SELECTED EXTRACT>
((

A symposium devoted to the (shared) coastlines of the Atlantic will be hosted at the School of Arts and Humanities of the University of Lisbon.
Centered on coastal areas and intertidal zones, and on how they might be addressed through more hydro- and eco-centered perspectives on languages, arts, and literatures, we aim to discuss some of the pressures and challenges to natural habitats and residential/working areas that result from climate change and anthropogenic activity. We likewise want to look at how these coasts have been shaped culturally and historically, particularly in what concerns Portuguese and North-American exchanges.
Bringing together scholars from literature and history, natural and environmental history, marine biology, science, philosophy, anthropology and geography, as well as policy-makers and activists working within affected coastal areas, we are mainly concerned with how we can combine knowledges and affections between the disciplines (ties) to imaginatively and more effectively bridge the temporal depth and urgency (times) of human environmental impact, and thus follow the traces and hopefully better track or change the tides of Portuguese and US coastlines and their insular clusters in the Atlantic (tides). Academically, we are structuring our event around three lines of inquiry, which can be branched out or streamlined according to the submissions for presentations that we receive:
- “Memories of distant quays” within the triangular Atlantic – History of relations between US and Portuguese-speaking countries across the oceans / comparative coastal (and insular/archipelagic) developments in the Atlantic: ex. East Coast and Azores/Portugal, Caribbean Islands to US and Cape Verde to Portugal, Portuguese-speaking countries – Brazil-US;
- “The currents outbound” – diasporic transits with emphasis on luso-American experiences, storytelling and (eco)poetry of opposite and parallel shores; intersections with border studies and environmental justice; hybrid genres and (id)entity crossings;
- “More-than-human shores” – coastal studies and the Humanities… or, more humbly, the “humusities” (Haraway 2015): challenge to the concept (and existence) of humanity/ies as seen from the shores and/or the edge of no return; the rising sea; nostalgia and anxiety of saltwater; environmental history and stories of the shorelines, traces, inscriptions and entanglements of humans and other-than-humans; exposition, toxicity and occupation threats to traditional work / community cultures, and biodiversity; ports, docks, bays, dunes, isles, marshlands and global warming.

))

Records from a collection

((

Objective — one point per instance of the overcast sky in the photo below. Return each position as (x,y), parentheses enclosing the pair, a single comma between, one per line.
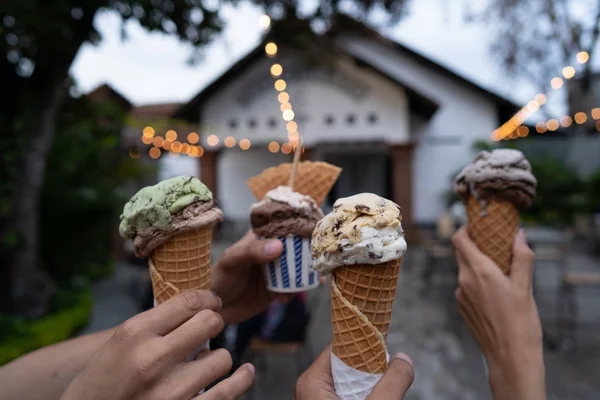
(151,67)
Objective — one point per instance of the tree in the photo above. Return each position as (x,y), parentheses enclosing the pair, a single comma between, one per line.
(38,41)
(535,39)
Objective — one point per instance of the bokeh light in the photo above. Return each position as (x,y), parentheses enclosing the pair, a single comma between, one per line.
(286,148)
(276,69)
(158,141)
(273,147)
(582,57)
(271,49)
(229,141)
(171,135)
(566,121)
(244,144)
(148,132)
(280,85)
(193,137)
(556,83)
(288,115)
(568,72)
(212,140)
(540,98)
(154,152)
(264,21)
(580,117)
(552,125)
(283,97)
(541,127)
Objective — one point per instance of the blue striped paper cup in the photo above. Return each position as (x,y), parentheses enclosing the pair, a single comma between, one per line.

))

THINGS TO DO>
- a) Do these statements agree with the symposium announcement? Answer yes or no for each, quoting the words of the announcement that decide it. (i) The symposium will take place at the School of Arts and Humanities of the University of Lisbon. (ii) The event is organized around four lines of inquiry. (iii) Policy-makers and activists are among the participants the organizers are bringing together.
- b) Continue the symposium announcement on Atlantic coastlines, picking up after its last sentence.
The listing is separate material with no connection to the symposium announcement.

RESPONSES BY TASK>
- a)
(i) Yes: "will be hosted at the School of Arts and Humanities of the University of Lisbon"
(ii) No: "we are structuring our event around three lines of inquiry"
(iii) Yes: "as well as policy-makers and activists working within affected coastal areas"

- b)
It is hoped this event will help participants breathe in together and navigate with a better sense of intra-action towards facing the climate crisis.
Our program is part of a collaboration between ULICES’s project “American Studies Over_Seas: (Re)imagining Shared Pasts, Bridging Ecological Temporalities” and the American Studies Program at Georgetown University. Sponsored by American Corners @ULisboa, “Over_Seas: Active Ties, Tides, and Times” partners also with the following national institutions: Centre for History of the University of Lisbon, Centre for Humanities of NOVA Lisboa, IDL/School of Sciences, ULisboa, FCT of NOVA Lisboa.